» **WHAT THE EXERCISE ASKS**
Gather every line of the records below that contains the word "countertop", and copy each one out in full.

» **EXTRACTED DATA**
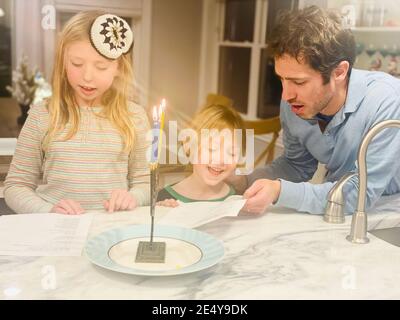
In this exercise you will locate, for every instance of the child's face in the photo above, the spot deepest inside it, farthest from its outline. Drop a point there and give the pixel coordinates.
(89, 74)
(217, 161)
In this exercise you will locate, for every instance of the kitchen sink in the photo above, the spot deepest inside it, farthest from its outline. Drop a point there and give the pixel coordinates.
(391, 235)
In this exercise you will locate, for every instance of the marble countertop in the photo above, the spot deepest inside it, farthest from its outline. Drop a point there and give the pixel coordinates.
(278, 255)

---

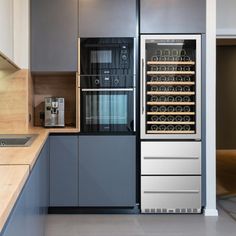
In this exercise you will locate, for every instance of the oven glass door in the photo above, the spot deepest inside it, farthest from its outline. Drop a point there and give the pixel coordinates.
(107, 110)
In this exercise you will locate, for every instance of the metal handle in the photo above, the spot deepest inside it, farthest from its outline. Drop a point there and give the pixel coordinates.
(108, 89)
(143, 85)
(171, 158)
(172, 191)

...

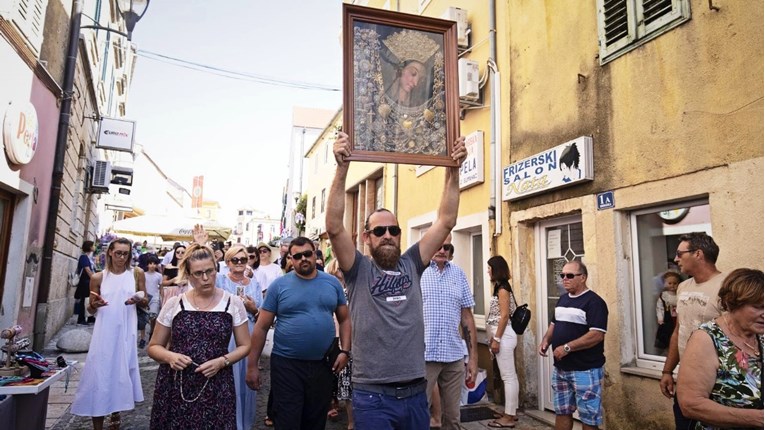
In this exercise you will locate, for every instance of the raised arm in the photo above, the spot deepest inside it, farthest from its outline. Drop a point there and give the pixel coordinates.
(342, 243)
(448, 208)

» **EXPECTED ANSWER**
In this exercise you will locate, for every instance of the marble countertop in the photo above, the spot deepest inside it, farthest from its outline. Drop a point there and give the pixel coordinates.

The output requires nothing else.